_TRECHO APRESENTADO_
↓↓↓
O texto da reforma tributária aprovada pela Comissão de Constituição e Justiça (CCJ) da Câmara sofrerá muitas alterações. Passado o recado ao presidente Jair Bolsonaro — de que o Congresso não vai esperar o governo para tomar a iniciativa em pautas consideradas prioritárias, com a orientação quase unânime dos partidos a favor da admissibilidade —, lideranças se articulam para construir um substitutivo ao relatório base da Proposta de Emenda à Constituição (PEC) 45/2019.

A ideia é semelhante ao que deputados cogitam fazer na Comissão Especial da reforma da Previdência: fazer modificações a ponto de apresentar praticamente um texto novo. A articulação feita na CCJ pelo presidente da Câmara, Rodrigo Maia (DEM-RJ), foi bem-sucedida para a apreciação da admissibilidade. Passado o quase consenso no colegiado, lideranças estão brigando para propor modificações. Afinal, a avaliação de deputados é de que o texto-base aprovado não traz impacto na redução do valor da carga tributária com a desoneração do consumo e da folha de pagamento.
↑↑↑
_PROBLEMA PROPOSTO_
No trecho sobre a reforma tributária, qual é a avaliação dos deputados a respeito do texto-base aprovado na CCJ?

[Um bloco de dados]
↓↓↓
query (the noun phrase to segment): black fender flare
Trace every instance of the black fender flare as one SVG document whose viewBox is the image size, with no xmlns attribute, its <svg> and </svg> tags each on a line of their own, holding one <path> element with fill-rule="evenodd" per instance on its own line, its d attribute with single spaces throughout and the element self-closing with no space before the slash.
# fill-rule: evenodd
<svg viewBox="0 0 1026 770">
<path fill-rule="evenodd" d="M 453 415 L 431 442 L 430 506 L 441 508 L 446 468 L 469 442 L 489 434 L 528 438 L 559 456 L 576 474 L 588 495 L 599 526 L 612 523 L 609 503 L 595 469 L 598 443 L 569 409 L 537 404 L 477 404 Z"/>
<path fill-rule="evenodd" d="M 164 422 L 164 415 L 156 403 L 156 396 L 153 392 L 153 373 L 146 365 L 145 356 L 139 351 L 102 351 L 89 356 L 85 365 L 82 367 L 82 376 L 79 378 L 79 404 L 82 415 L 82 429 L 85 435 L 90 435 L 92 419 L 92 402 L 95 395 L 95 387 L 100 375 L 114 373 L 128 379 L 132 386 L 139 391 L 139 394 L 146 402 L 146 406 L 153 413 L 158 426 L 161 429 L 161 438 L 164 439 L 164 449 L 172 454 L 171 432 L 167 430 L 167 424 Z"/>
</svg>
↑↑↑
↓↓↓
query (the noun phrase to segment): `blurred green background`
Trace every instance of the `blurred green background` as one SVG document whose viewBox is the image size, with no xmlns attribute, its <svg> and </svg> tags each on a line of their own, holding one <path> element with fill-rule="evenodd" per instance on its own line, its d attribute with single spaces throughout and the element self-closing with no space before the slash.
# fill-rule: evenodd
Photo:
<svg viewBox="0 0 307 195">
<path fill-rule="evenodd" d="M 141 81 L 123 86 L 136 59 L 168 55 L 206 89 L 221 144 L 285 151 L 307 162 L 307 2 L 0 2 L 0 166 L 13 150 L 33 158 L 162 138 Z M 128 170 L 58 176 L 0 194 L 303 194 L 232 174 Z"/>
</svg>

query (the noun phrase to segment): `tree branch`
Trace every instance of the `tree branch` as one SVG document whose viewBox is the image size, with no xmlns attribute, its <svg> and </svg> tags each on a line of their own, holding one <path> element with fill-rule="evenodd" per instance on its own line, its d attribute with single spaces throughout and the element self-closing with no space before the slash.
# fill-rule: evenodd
↑↑↑
_EXERCÍCIO RESOLVIDO_
Os deputados avaliam que o texto-base não traz impacto na redução do valor da carga tributária com a desoneração do consumo e da folha de pagamento.